━━━ DATA SHOWN

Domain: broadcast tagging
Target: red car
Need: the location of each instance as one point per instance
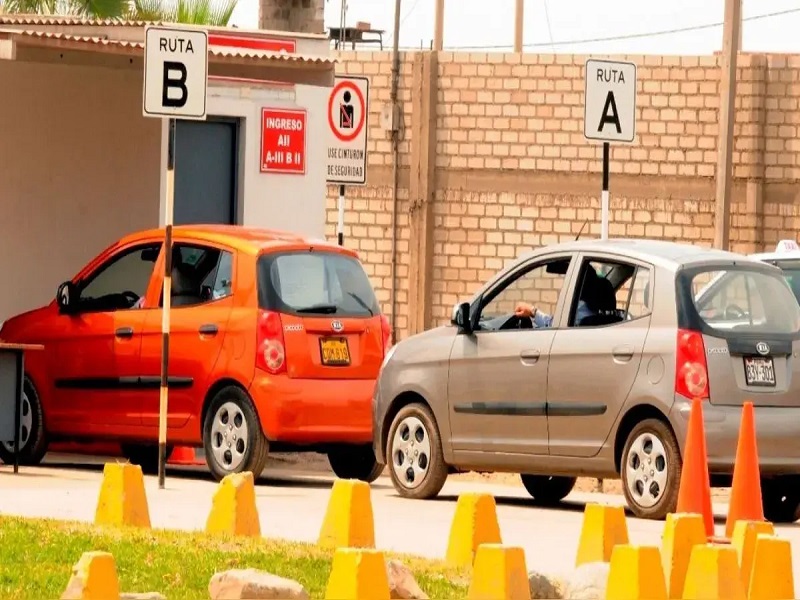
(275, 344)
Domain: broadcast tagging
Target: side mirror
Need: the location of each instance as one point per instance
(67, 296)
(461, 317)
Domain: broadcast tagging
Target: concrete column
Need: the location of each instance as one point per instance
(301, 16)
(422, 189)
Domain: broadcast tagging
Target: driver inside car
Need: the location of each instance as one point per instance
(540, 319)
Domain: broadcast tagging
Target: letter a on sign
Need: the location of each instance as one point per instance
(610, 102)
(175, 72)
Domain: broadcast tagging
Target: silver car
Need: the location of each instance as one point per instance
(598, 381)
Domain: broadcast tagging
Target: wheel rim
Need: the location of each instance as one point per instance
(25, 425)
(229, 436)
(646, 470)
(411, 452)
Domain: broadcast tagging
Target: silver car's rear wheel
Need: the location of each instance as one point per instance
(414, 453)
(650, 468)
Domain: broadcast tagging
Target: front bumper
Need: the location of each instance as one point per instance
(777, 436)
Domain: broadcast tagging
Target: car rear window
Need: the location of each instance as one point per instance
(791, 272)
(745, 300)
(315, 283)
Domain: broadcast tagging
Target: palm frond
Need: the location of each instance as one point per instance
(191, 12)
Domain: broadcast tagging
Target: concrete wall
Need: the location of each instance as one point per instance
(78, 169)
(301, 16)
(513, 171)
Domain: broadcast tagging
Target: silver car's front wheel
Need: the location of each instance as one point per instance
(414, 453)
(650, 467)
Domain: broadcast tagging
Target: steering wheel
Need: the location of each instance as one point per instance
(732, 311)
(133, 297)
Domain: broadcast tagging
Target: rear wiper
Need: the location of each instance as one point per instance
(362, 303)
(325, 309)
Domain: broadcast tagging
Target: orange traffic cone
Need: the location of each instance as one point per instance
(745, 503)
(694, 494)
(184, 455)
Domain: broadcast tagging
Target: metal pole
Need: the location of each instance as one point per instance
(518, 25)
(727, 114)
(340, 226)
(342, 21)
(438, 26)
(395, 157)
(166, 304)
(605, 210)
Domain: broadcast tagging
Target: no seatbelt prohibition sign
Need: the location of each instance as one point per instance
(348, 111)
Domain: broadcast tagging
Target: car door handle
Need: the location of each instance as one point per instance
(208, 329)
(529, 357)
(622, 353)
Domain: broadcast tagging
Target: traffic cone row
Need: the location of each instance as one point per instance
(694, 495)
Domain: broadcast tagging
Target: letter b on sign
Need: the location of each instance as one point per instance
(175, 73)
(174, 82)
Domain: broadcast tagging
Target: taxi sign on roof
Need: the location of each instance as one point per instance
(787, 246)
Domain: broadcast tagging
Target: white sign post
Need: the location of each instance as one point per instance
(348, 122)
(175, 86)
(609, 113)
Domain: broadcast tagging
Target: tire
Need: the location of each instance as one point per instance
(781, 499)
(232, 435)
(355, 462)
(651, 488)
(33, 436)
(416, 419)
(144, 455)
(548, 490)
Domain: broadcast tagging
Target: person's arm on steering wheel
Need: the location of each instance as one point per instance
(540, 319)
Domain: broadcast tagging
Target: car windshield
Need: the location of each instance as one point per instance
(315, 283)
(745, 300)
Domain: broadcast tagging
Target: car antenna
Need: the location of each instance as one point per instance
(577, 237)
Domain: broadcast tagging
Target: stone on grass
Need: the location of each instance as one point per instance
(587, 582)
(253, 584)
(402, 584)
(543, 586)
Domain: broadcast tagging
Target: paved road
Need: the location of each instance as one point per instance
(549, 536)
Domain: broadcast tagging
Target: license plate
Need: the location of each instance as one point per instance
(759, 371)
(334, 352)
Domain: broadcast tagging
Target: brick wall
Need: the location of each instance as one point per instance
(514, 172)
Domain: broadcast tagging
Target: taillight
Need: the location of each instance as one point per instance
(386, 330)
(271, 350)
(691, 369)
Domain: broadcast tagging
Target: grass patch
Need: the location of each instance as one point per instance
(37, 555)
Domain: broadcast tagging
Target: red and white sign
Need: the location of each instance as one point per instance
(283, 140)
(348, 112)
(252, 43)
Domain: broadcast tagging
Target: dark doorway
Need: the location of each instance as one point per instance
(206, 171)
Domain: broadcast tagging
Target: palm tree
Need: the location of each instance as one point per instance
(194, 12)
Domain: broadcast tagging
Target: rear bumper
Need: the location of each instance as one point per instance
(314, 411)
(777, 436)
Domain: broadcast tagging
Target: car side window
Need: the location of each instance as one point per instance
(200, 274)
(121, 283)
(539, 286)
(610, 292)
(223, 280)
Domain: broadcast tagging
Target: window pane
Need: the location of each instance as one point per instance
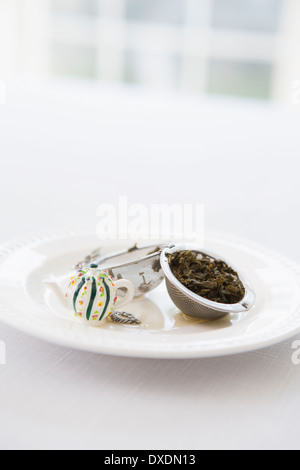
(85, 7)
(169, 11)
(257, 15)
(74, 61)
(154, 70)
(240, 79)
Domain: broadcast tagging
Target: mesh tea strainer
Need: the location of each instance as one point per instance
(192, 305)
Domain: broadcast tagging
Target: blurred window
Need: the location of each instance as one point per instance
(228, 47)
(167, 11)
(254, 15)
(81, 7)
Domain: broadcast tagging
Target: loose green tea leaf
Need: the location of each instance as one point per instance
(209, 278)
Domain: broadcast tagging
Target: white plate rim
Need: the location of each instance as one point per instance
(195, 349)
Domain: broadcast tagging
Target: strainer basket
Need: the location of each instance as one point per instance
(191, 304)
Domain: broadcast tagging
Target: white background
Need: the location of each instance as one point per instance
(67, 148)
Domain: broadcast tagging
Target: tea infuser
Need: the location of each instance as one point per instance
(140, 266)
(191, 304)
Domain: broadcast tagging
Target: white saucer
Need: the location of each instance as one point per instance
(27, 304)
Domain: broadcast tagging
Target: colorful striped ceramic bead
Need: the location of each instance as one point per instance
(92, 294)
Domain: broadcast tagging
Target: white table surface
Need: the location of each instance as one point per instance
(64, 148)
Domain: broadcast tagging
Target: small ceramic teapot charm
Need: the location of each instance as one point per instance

━━━━━━

DESCRIPTION OF THE TASK —
Your copy of the data should match it exactly, except that pictures are left out.

WRITTEN ANSWER —
Domain: broadcast tagging
Target: red car
Need: the location of each instance as one point per instance
(275, 344)
Domain: broadcast tagging
Target: side mirror
Need: the location of each instance as one point per instance
(67, 296)
(461, 317)
Domain: broadcast tagging
Target: concrete column
Need: the location of each instance as one point per instance
(301, 16)
(422, 189)
Domain: broadcast tagging
Target: driver inside car
Need: the location of each instance as one point per instance
(540, 319)
Domain: broadcast tagging
Target: letter a on sign
Need: the location of each instance as one point per instance
(610, 102)
(175, 72)
Domain: broadcast tagging
Target: silver car
Need: the location of each instance as one point per instance
(598, 381)
Domain: broadcast tagging
Target: wheel rim
Need: the location of each instance as one point per instance
(25, 425)
(229, 436)
(646, 470)
(411, 452)
Domain: broadcast tagging
Target: silver car's rear wheel
Need: the location of each instance as one point per instance
(414, 453)
(650, 468)
Domain: broadcast tagging
Target: front bumper
Need: the location of each instance as one point per instance
(777, 436)
Domain: broadcast tagging
Target: car rear window
Need: the location of each instance as one point per instance
(791, 272)
(745, 300)
(315, 283)
Domain: broadcast tagging
Target: palm frond
Need: the location of each instance as one point per instance
(191, 12)
Domain: broadcast tagging
Target: concrete wall
Need: the location of each instance as one point per instance
(78, 169)
(301, 16)
(513, 171)
Domain: broadcast tagging
Target: silver car's front wheel
Need: the location of each instance as one point per instance
(414, 453)
(650, 467)
Domain: broadcast tagging
Target: steering wheel
Need: the location of each instance as one point per instance
(732, 311)
(133, 297)
Domain: broadcast tagging
Target: rear wiper
Need: the location of each instance as one point per instance
(362, 303)
(325, 309)
Domain: broadcast tagging
Target: orange traffic cone
Need: the location of each instance as one point per instance
(745, 503)
(694, 494)
(184, 455)
Domain: broadcast tagging
Target: metal pole
Need: the location of each instance as one point per instance
(518, 25)
(727, 114)
(340, 226)
(342, 21)
(438, 26)
(395, 157)
(166, 304)
(605, 210)
Domain: broadcast tagging
Target: no seatbelt prohibition sign
Need: the location of each instance as one point per instance
(348, 111)
Domain: broadcast tagging
Target: car door handle
Need: the location of each instance as one point per instance
(208, 329)
(529, 357)
(622, 353)
Domain: broadcast tagging
Target: traffic cone row
Need: the location of each instance as one point per instance
(694, 495)
Domain: broadcast tagging
Target: letter b on sign
Need: the location of each instance as one point per instance
(175, 73)
(174, 82)
Domain: broadcast tagging
Target: taxi sign on roof
Need: the location of each instance as one point per instance
(787, 246)
Domain: broadcast tagging
Target: white sign post
Need: the location of each instance as one point per instance
(348, 122)
(175, 86)
(609, 113)
Domain: broadcast tagging
Target: tire
Need: the location of each instance as one point per instance
(781, 499)
(232, 435)
(355, 462)
(651, 488)
(33, 436)
(416, 419)
(144, 455)
(548, 490)
Domain: broadcast tagging
Target: person's arm on steering wheel
Need: the location of each instance as one point per instance
(540, 319)
Domain: broadcast tagging
Target: car windshield
Need: the location of each instance as one point per instance
(315, 283)
(745, 300)
Domain: broadcast tagging
Target: car antenna
Need: the location of each instance as one point per instance
(577, 237)
Domain: broadcast tagging
Target: stone on grass
Need: the location of each instance as one point per instance
(587, 582)
(253, 584)
(402, 584)
(543, 586)
Domain: broadcast tagging
Target: paved road
Need: the location of each instance as one point per instance
(549, 536)
Domain: broadcast tagging
Target: license plate
Need: the location of each instance as one point per instance
(759, 371)
(334, 352)
Domain: broadcast tagging
Target: brick wall
Need: the location of each instance as one point per instance
(514, 172)
Domain: broadcast tagging
Target: taillight
Need: the location of each instance as one point per instance
(386, 330)
(271, 350)
(691, 369)
Domain: broadcast tagging
Target: grass patch
Need: the location of each instance as one point per instance
(37, 555)
Domain: broadcast tagging
Target: red and white sign
Need: the location of each instance as one point per instance
(283, 140)
(348, 112)
(252, 43)
Domain: broadcast tagging
Target: dark doorway
Need: the location of each instance as one point per instance
(206, 171)
Domain: broadcast tagging
Target: palm tree
Need: the location of each instance as one point per instance
(194, 12)
Domain: broadcast tagging
Target: rear bumper
Need: the location of each instance as one point per instance
(314, 411)
(777, 436)
Domain: broadcast tagging
Target: car side window
Need: the location of each instance as one point per instance
(200, 274)
(121, 283)
(539, 286)
(610, 292)
(223, 280)
Domain: broadcast tagging
Target: window pane
Need: the location of each instance as one point per instance
(85, 7)
(169, 11)
(257, 15)
(74, 61)
(154, 70)
(240, 79)
Domain: broadcast tagging
Target: mesh tea strainer
Need: the location of each instance as one point per instance
(192, 305)
Domain: broadcast tagging
Target: blurred window
Need: the location of each instance as one point per instance
(228, 47)
(167, 11)
(254, 15)
(81, 7)
Domain: broadcast tagging
Target: loose green tea leaf
Need: the location of each instance as one point per instance
(209, 278)
Domain: broadcast tagging
Target: white plate rim
Need: the location of each instance as one point per instance
(195, 349)
Domain: broadcast tagging
Target: strainer basket
Need: the location of each instance as one point per instance
(191, 304)
Domain: broadcast tagging
Target: white background
Need: the location of each instance as one point per instance
(67, 148)
Domain: broadcast tagging
Target: tea infuser
Need: the location of each instance as one point per instance
(140, 266)
(191, 304)
Domain: broadcast tagging
Target: white saucer
Need: the location of each instance as one point per instance
(27, 304)
Domain: broadcast tagging
Target: colorful striped ceramic bead
Need: the location of each instance as one point per instance
(92, 294)
Domain: broadcast tagging
Target: white table surface
Need: the location of each instance as one point per instance
(64, 148)
Domain: broadcast tagging
Target: small ceramic teapot charm
Need: the location of each instance as one point per instance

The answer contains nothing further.